Items listed in a dataset:
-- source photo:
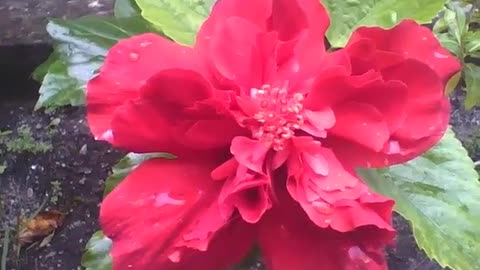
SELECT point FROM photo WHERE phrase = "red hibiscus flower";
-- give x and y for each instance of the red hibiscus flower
(268, 128)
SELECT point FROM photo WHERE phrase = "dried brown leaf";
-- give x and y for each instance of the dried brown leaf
(40, 226)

* WHAT NEEDS TO BE DONE: Where the records above contain a line with "-- give x and y for each instance of the red", repeat that line and each later line through the end, exactly, and nothing more.

* SOLVED EXERCISE:
-- give x and y for each instance of the red hibiscus flower
(268, 128)
SELECT point FROM photo WHERE phrase = "dried brown leaf";
-- give x and y for each instance of the dried brown leaf
(40, 226)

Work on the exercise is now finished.